- _GOAL_
List every line in the listing that contains the word "face", copying each line as it appears.

Dataset entries
-- START --

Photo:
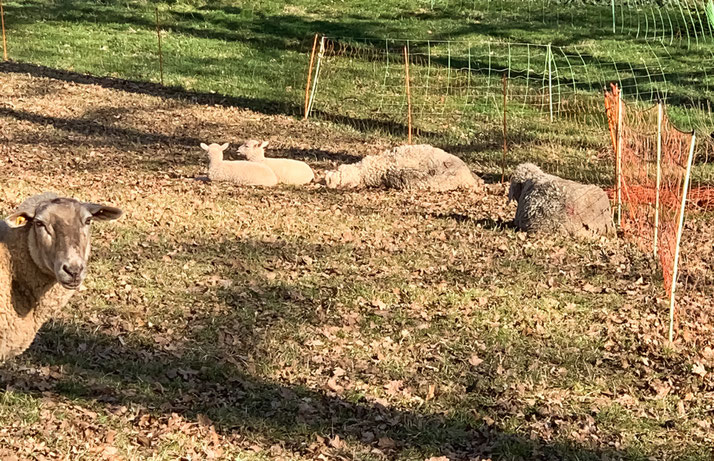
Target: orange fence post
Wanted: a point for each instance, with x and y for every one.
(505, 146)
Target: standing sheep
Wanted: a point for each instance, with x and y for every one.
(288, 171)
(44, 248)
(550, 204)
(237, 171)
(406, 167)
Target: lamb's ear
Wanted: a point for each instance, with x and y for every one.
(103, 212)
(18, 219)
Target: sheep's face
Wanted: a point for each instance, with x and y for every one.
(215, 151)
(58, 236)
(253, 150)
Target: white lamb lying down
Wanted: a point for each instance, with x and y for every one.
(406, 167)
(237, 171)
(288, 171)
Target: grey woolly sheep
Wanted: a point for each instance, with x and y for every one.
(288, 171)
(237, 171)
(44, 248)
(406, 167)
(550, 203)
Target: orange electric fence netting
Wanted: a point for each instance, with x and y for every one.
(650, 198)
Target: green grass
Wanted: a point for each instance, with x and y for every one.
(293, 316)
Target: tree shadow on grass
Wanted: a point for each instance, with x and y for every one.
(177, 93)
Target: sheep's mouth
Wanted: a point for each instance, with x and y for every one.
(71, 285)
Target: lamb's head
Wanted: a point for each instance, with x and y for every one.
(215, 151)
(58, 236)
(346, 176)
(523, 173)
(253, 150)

-- END --
-- START --

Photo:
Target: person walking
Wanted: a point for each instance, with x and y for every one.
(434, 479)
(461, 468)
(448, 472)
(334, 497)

-- END --
-- START --

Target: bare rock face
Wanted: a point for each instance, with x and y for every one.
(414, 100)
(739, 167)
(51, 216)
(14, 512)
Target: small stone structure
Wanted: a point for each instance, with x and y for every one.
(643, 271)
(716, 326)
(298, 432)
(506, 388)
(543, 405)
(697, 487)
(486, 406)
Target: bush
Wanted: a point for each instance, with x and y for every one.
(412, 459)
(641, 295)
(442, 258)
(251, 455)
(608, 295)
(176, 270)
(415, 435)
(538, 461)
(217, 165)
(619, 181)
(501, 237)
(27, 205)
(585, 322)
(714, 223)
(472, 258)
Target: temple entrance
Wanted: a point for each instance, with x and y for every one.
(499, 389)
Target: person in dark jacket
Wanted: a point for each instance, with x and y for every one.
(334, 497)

-- END --

- _PROBLEM SOLUTION_
Target: sheep's face
Target: bare rock face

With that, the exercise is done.